PAGE EXCERPT:
Steve Phillips is a New York Times bestselling author and political expert. He is the host of "Democracy in Color with Steve Phillips," a color-conscious political podcast, and founder of Democracy in Color, a multimedia platform on race and politics. Phillips is also a regular columnist for The Nation and The Guardian, and has published opinion pieces in The New York Times. He has appeared on multiple national radio and television networks including CNN, MSNBC, NBC, and C-SPAN. Phillips currently splits his time between San Francisco and Washington, D.C.

Early life and education
Phillips was born and raised in Cleveland Heights, Ohio. He is a graduate of Stanford University and University of California College of the Law, San Francisco.

Career

Public office
In 1992 he became the youngest person ever elected to public office in San Francisco when he won a seat on the San Francisco Board of Education. He went on to serve as president of the Board of Education.

Democracy in Color
Democracy in Color is a political media organization focused on political strategy and analysis at the intersection of race and politics.

Phillips founded Democracy in Color in 2016. He is the host of "Democracy in Color with Steve Phillips" podcast.

YOUR OBJECTIVE:
Please summarize the Steve Phillips profile in two sentences. Rely only on the Steve Phillips profile.

ENTRIES:
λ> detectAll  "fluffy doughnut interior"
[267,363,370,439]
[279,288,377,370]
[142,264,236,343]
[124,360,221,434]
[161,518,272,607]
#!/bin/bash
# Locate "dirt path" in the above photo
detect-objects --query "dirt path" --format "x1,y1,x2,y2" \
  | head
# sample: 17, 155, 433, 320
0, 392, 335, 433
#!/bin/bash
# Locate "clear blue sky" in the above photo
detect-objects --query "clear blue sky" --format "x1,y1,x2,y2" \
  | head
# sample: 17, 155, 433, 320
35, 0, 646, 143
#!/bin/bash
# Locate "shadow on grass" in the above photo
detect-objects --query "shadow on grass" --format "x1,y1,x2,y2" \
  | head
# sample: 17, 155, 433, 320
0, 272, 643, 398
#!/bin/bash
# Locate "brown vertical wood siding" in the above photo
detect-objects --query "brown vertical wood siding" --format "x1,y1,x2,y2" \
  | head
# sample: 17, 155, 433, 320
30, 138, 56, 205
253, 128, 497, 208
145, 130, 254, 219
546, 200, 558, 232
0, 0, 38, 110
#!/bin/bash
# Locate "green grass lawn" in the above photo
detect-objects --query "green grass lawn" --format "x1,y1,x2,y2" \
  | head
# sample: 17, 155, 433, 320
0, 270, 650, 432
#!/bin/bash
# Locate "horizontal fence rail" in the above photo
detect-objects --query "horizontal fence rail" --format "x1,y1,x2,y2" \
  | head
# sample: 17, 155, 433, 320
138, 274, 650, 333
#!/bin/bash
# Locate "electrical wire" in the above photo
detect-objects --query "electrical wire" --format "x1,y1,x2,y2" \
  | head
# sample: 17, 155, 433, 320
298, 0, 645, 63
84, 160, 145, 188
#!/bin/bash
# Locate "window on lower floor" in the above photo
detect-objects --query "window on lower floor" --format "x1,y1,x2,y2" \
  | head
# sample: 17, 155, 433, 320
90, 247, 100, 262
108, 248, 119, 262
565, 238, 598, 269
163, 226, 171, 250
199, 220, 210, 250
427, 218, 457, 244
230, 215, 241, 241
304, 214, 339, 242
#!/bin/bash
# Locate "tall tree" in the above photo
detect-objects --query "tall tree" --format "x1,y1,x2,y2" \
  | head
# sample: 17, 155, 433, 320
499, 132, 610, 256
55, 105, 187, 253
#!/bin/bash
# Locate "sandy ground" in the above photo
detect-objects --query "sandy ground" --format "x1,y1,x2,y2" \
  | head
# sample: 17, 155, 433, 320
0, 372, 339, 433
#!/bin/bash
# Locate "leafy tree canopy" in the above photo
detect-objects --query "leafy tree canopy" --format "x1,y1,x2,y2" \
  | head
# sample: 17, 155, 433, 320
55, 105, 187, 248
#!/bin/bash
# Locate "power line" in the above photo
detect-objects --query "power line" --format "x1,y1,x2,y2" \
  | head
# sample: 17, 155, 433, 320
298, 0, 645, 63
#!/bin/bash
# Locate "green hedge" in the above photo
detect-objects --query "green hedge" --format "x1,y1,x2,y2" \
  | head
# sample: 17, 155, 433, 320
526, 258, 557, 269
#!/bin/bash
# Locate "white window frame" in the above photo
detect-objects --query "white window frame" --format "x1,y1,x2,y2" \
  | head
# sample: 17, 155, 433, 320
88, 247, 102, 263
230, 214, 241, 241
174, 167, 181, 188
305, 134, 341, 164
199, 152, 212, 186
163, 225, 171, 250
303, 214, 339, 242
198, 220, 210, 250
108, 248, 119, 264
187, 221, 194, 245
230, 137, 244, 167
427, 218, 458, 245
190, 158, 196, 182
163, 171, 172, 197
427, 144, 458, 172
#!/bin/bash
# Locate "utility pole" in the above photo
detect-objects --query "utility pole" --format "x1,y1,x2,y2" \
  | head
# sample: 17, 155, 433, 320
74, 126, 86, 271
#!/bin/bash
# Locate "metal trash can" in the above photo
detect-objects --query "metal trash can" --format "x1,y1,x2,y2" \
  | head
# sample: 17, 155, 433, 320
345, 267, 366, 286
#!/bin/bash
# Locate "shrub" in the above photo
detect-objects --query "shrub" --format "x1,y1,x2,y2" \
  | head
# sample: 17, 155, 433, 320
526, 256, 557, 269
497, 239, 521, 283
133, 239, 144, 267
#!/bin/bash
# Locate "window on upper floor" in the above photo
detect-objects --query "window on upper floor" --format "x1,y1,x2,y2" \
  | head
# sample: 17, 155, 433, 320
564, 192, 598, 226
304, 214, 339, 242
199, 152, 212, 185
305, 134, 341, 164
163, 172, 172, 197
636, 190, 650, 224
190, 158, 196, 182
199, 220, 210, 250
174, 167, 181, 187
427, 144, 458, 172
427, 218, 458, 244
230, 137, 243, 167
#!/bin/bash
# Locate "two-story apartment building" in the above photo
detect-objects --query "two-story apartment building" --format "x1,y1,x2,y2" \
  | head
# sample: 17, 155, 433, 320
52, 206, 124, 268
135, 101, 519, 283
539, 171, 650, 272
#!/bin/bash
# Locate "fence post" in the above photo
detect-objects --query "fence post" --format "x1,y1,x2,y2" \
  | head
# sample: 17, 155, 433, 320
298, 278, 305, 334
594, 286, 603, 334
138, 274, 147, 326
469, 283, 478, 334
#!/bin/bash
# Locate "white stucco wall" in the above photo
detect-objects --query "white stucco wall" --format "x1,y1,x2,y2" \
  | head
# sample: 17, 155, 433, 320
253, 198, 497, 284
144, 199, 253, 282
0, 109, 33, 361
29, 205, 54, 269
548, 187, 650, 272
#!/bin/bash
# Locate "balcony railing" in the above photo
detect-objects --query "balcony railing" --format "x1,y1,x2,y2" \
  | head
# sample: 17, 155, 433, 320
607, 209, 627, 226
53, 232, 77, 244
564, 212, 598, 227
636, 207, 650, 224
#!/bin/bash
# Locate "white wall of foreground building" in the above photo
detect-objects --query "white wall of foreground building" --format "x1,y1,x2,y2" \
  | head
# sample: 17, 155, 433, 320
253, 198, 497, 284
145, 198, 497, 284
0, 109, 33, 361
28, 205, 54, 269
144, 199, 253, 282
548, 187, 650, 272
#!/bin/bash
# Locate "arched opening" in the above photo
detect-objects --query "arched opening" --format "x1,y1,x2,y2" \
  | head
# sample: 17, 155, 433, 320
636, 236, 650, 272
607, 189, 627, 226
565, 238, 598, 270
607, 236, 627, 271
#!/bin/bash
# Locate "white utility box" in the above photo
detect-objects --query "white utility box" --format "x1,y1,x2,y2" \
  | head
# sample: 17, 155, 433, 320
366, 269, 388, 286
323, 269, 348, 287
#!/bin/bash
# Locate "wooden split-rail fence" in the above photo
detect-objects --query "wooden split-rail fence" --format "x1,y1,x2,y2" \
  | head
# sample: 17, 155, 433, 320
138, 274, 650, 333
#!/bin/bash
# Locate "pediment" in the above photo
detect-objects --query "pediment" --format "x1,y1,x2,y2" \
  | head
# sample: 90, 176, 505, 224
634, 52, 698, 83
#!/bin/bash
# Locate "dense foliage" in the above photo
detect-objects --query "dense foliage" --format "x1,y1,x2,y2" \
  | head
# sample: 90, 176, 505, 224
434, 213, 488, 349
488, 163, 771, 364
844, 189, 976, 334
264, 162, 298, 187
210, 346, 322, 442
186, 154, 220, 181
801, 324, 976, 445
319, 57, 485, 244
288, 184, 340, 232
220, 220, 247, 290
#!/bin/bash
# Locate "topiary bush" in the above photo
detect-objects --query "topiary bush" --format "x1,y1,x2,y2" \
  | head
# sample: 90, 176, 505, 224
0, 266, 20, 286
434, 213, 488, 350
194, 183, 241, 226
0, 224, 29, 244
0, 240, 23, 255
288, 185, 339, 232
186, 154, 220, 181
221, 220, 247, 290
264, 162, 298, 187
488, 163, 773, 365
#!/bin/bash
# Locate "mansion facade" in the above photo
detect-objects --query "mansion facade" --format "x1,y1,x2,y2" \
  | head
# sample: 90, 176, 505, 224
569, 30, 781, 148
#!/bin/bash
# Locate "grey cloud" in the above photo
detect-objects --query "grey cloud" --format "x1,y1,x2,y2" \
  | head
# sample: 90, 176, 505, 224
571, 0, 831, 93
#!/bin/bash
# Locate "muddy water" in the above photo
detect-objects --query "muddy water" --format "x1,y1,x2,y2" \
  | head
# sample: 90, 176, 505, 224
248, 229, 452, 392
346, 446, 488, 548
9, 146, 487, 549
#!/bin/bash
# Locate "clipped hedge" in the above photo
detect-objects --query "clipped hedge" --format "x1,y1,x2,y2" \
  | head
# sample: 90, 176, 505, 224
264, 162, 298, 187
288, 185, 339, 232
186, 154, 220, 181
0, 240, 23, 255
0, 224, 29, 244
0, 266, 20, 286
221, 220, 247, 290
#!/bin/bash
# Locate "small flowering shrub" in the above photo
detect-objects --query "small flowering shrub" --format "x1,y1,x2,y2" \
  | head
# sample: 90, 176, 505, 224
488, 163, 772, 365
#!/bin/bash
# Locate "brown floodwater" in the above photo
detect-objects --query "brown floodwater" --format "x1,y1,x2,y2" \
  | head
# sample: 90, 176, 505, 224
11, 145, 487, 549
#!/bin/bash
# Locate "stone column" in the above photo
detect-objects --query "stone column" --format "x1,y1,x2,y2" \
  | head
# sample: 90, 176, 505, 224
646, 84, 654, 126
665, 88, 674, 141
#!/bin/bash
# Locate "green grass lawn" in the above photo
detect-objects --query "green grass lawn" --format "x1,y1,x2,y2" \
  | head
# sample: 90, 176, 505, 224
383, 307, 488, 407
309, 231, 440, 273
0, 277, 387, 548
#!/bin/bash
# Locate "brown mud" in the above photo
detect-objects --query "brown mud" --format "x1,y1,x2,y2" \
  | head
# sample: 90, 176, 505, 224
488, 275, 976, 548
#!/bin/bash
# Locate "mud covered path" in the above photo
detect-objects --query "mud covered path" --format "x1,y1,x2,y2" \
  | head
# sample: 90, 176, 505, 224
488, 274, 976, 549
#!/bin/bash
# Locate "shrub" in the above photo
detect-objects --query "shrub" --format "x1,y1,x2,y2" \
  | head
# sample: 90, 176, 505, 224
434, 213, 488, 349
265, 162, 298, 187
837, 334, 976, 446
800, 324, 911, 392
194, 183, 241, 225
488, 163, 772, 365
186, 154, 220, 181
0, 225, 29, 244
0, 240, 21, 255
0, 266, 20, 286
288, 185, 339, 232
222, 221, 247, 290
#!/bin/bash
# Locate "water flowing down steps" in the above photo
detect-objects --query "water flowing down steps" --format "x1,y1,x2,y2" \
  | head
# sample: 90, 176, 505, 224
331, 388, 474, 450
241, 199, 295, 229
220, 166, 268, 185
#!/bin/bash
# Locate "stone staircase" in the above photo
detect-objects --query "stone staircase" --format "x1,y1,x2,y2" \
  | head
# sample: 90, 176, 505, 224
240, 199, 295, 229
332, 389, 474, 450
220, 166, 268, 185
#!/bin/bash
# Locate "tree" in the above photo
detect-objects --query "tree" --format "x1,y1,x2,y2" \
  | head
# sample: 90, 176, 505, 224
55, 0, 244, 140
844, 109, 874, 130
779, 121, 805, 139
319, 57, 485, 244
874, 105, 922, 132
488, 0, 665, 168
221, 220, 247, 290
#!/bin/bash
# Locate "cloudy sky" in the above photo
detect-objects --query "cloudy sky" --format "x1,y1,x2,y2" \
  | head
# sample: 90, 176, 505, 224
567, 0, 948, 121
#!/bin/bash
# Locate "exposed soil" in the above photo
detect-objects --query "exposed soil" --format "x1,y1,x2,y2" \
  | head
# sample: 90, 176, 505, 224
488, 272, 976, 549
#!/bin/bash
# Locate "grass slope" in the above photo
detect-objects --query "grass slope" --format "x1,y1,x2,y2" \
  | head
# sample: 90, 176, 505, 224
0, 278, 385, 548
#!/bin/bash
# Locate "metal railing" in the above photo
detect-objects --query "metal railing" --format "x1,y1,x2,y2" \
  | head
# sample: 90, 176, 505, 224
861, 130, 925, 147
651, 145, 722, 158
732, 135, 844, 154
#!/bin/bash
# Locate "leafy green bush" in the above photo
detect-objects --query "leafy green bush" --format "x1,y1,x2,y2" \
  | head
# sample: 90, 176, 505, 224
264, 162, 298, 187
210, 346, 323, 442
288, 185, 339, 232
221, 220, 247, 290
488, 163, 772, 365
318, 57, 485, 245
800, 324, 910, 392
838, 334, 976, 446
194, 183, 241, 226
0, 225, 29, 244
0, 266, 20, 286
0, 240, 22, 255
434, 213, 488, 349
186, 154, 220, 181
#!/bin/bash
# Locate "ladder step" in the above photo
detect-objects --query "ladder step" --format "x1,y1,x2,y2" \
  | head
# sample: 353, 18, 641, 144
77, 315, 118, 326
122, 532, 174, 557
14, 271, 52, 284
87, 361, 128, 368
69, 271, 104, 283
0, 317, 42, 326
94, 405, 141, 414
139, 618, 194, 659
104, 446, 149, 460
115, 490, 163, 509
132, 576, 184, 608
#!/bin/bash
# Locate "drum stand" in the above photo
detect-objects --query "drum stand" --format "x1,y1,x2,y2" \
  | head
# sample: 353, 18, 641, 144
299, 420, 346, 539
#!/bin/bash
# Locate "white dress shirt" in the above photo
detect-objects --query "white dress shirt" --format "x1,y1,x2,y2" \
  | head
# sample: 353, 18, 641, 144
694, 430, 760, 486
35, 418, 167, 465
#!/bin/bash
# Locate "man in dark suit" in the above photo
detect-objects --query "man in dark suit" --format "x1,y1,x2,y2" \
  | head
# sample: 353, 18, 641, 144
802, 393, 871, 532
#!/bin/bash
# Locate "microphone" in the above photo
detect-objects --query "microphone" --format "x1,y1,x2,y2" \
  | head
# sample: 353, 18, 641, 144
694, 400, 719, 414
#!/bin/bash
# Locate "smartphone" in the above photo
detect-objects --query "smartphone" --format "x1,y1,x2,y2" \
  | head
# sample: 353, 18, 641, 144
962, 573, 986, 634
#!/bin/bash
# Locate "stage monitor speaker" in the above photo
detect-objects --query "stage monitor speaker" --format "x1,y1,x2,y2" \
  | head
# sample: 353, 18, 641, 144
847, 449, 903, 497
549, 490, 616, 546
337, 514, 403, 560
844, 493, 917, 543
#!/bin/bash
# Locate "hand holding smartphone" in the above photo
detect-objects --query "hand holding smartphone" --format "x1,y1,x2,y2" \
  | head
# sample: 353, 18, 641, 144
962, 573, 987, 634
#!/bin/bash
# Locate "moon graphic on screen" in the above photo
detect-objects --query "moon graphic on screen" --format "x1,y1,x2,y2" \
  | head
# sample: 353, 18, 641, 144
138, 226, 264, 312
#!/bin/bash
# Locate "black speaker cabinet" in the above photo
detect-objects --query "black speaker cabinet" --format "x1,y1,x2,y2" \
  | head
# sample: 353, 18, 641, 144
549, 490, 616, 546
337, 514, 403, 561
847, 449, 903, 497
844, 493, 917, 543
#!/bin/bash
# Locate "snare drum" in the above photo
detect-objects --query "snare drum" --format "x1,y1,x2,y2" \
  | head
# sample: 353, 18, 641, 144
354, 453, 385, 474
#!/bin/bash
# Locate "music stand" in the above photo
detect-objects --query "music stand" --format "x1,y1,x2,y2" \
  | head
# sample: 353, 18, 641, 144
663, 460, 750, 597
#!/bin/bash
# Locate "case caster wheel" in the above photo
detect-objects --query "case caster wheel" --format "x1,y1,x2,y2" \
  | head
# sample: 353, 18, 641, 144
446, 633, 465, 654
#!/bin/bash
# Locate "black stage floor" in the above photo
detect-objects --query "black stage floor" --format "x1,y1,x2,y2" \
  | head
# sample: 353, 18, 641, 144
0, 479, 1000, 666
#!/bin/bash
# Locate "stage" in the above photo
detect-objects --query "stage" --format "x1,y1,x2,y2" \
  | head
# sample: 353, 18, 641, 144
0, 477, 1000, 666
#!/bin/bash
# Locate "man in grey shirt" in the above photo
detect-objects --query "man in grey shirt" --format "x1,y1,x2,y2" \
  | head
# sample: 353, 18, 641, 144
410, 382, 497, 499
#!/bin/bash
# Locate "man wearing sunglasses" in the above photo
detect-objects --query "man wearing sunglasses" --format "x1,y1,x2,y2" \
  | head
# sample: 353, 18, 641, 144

FULL OUTPUT:
Steve Phillips is a New York Times bestselling author and political expert who founded Democracy in Color, a multimedia platform on race and politics, in 2016 and hosts its podcast. Born and raised in Cleveland Heights, Ohio, he became the youngest person ever elected to public office in San Francisco when he won a seat on the Board of Education in 1992, and he later served as its president.